■ REQUIRED TASKS:
1. In the aquarium filter media discussion, what did jrman83 find his sponge media loaded with?
2. List every username that heads a post in the aquarium filter media discussion.
3. Write the next post in the aquarium filter media discussion, picking up after its final sentence.

[start of EXTRACTED TEXT]

You will get mixed responses on carbon, some use it some don't. I quit using it because it can lose it's effectiveness after a couple weeks and I didn't want to replace it that often. Like is stated above, as long as your filter media isn't falling apart I wouldn't change it until it gets to the point that you can't clean it anymore and it restricts your water flow. Dunk it in some old tank water and put it right back in. The directions won't tell you to do this because the companies want you buying more sponges and stuff.


----------



## jrman83 (Jul 9, 2010)

Unless you have the trouble I had. My sponge media was loaded with snails. I'm so tired of killing them in my tank that I figured the sponge must have been contributing quite a bit to the population.


----------



## mk4gti (Jun 15, 2010)

I never wash ceramic media but if the sponge is soo cloged that its reducing flow you should atleast wash it out. I usually take my sponges/filter pads out like once every few months and rinse them off in tank water just to improve flow.


----------



## brimac40 (Jan 11, 2010)

Never , unless it is falling apart . I do not use carbon and I only rinse out my media in my fish bucket when doing water changes . I have forgotten how long my bio-max rings and sponges have been in my filter it has been so long .


----------



## igot2gats (Aug 12, 2010)

I clean my sponge media every time I do a water change. I squeeze it as I rinse it, & put it back in the filter after cleaning it.


----------



## JMatthew (Sep 7, 2010)

Agreed with the assessments regarding carbon. Instead - ditch it and replace it with a second bag of the ceramic cylinders. This is nearly double the capacity of that filter!

[end of EXTRACTED TEXT]
[start of COLLECTED DATA]

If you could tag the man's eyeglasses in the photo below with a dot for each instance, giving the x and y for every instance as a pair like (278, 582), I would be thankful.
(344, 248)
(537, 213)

[end of COLLECTED DATA]

■ TASK-BY-TASK ANSWERS:
1. Snails.

2. jrman83, mk4gti, brimac40, igot2gats, JMatthew

3.
Keep a bag of the carbon around just in case you need to remove chemicals or meds, but otherwise don't bother for the day to day.


----------



## NursePlaty (Feb 5, 2010)

*I don't use carbon either and my water is super clear. I only use it to do other miscellaneous stuff like filter rainwater before adding or etc.. But I switched from rainwater to RO water so now I never use any carbon. 

I only use filter floss. And change it once i realize outflow is getting slowed.*


----------



## jesica (Sep 8, 2010)

The best method is to use used aquarium water from a water change and squeeze the sponge several times until nothing more is expelled form the sponge. You also may use de-chlorinated tap water or well water (without added chemicals) for rinsing your sponge media. I often will use both methods and I will use the de-chlorinated tap water for the final rinses until the rinse water in no longer dirty.


----------



## tazzapooj (Sep 20, 2010)

ive just set up a new tank and found tiny little snails floating too, ive no idea where they came from. i think ill take out my carbon pads now on reading this cheers.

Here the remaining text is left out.